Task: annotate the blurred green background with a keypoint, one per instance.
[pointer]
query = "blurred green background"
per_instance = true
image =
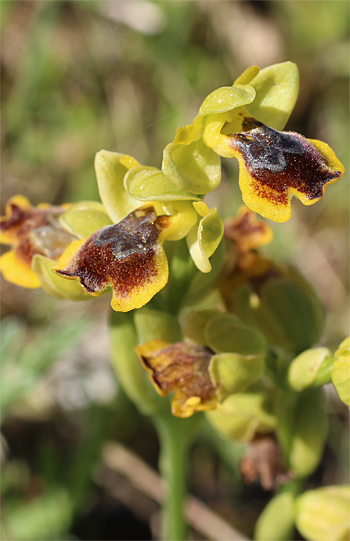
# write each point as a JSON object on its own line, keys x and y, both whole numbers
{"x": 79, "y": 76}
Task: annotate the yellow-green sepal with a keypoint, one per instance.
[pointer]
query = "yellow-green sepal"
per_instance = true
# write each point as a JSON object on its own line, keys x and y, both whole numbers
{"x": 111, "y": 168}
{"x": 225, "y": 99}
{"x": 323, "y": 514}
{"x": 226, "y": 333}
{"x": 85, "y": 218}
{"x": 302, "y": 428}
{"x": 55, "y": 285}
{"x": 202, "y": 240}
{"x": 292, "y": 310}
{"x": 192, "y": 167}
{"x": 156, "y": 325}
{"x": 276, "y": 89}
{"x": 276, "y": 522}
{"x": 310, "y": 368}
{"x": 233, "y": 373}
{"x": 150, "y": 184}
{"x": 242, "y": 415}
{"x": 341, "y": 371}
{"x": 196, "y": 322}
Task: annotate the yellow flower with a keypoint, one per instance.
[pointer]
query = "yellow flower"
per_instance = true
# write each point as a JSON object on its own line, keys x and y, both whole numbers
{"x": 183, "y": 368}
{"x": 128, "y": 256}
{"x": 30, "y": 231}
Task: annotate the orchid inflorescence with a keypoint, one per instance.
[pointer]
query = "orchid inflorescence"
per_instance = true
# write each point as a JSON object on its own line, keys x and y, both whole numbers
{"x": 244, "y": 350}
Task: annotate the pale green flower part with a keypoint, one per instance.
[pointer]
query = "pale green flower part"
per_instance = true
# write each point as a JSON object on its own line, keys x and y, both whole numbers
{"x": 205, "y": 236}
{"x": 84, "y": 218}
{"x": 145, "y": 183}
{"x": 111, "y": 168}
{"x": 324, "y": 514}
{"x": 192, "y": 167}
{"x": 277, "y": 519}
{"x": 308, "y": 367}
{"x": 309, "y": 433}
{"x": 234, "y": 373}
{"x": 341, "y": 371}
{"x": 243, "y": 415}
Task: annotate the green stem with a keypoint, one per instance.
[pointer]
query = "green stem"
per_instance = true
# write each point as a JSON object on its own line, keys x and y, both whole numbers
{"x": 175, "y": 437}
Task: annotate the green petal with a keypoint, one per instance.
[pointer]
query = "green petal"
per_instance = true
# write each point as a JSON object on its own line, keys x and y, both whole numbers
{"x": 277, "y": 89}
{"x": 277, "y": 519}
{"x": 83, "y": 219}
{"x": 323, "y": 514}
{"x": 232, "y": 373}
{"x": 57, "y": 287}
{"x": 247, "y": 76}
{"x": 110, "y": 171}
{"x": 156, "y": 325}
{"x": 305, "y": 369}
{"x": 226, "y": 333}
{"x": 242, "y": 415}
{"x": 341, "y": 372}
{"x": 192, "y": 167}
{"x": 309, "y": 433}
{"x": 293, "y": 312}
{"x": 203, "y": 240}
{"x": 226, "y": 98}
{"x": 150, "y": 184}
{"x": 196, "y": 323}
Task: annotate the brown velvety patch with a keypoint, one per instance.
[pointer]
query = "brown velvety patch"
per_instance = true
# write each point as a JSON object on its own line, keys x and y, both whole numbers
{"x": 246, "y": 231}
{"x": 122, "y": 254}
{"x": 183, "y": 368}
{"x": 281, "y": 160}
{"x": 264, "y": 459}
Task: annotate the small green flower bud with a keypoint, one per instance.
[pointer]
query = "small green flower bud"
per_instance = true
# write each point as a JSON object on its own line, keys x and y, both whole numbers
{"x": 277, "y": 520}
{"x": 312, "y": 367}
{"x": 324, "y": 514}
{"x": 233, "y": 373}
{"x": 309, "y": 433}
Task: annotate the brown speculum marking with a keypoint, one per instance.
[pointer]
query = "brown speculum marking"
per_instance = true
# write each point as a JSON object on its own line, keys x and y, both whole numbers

____

WHAT THIS TASK INVOLVES: Excluding every picture, set down the listing exactly.

TASK OUTPUT:
Task: annotate the blurred green background with a keypoint, one per instance.
[pointer]
query = "blurred green background"
per_instance = true
image =
# write each point as a JSON object on its own line, keys x and y, both whole numbers
{"x": 79, "y": 76}
Task: annotate the yellow-green sepal with a keypoint, one per instance.
[pointer]
query = "yellow-green sepal"
per_instance = true
# write each point as a JSON object on its own line, keys x and y, both whole numbers
{"x": 111, "y": 168}
{"x": 225, "y": 99}
{"x": 323, "y": 514}
{"x": 226, "y": 333}
{"x": 85, "y": 218}
{"x": 302, "y": 428}
{"x": 55, "y": 285}
{"x": 202, "y": 240}
{"x": 292, "y": 310}
{"x": 192, "y": 167}
{"x": 156, "y": 325}
{"x": 276, "y": 89}
{"x": 276, "y": 522}
{"x": 310, "y": 368}
{"x": 233, "y": 373}
{"x": 150, "y": 184}
{"x": 242, "y": 415}
{"x": 341, "y": 371}
{"x": 196, "y": 322}
Task: annotate the yellow flower with a keypoint, one per instance.
[pointer]
query = "yellow flower"
per_instance = true
# write each point as a JSON object on its own line, keys x and y, both whole numbers
{"x": 183, "y": 368}
{"x": 128, "y": 256}
{"x": 30, "y": 231}
Task: annotate the orchid inflorescence with a keypoint, one per instance.
[pointer]
query = "orchid inflorescence"
per_instance = true
# write each point as a JSON object on its own line, keys x and y, both whole numbers
{"x": 244, "y": 350}
Task: annotate the pale green flower part with a keypoint, one per instance.
[pointer]
query = "pale green flower part"
per_instance = true
# write each point as a JSON object on its own line, keys x and y, both whole numbers
{"x": 205, "y": 236}
{"x": 84, "y": 218}
{"x": 145, "y": 183}
{"x": 111, "y": 168}
{"x": 324, "y": 514}
{"x": 192, "y": 167}
{"x": 277, "y": 519}
{"x": 308, "y": 367}
{"x": 309, "y": 433}
{"x": 234, "y": 373}
{"x": 341, "y": 371}
{"x": 243, "y": 415}
Task: annotate the green stem with a keypoint, one per instance.
[pointer]
query = "green stem"
per_instance = true
# write each point as a JSON object on its own line, keys x and y, both whole numbers
{"x": 175, "y": 437}
Task: annotate the green petal with a keypoint, one per instance.
[pointer]
query = "green petal"
per_instance = true
# write each point as a JSON object on its own line, keys x and y, both whole numbers
{"x": 277, "y": 89}
{"x": 277, "y": 519}
{"x": 83, "y": 219}
{"x": 323, "y": 514}
{"x": 232, "y": 373}
{"x": 57, "y": 287}
{"x": 247, "y": 76}
{"x": 110, "y": 171}
{"x": 156, "y": 325}
{"x": 305, "y": 369}
{"x": 226, "y": 333}
{"x": 242, "y": 415}
{"x": 341, "y": 372}
{"x": 192, "y": 167}
{"x": 309, "y": 433}
{"x": 293, "y": 312}
{"x": 203, "y": 240}
{"x": 226, "y": 98}
{"x": 150, "y": 184}
{"x": 196, "y": 323}
Task: annotate the brown velvety patch with a keypoint, one per instance.
[pointer]
query = "brown velvety patch"
per_instance = true
# write each point as a JSON object on its own line, keys x and y, both whole numbers
{"x": 246, "y": 231}
{"x": 122, "y": 254}
{"x": 183, "y": 368}
{"x": 281, "y": 160}
{"x": 264, "y": 459}
Task: annotate the small green flower bud with a keypoint, one per instance.
[pointer]
query = "small green flower bud"
per_instance = true
# write each point as a JSON object on its own line, keys x and y, both whole numbers
{"x": 277, "y": 520}
{"x": 312, "y": 367}
{"x": 324, "y": 514}
{"x": 233, "y": 373}
{"x": 309, "y": 433}
Task: annotate the brown speculum marking with a keypoint, one per instance.
[pointer]
query = "brown speculum marking"
per_instance = true
# write each point as a JSON object on its own line, keys x and y, both whole numbers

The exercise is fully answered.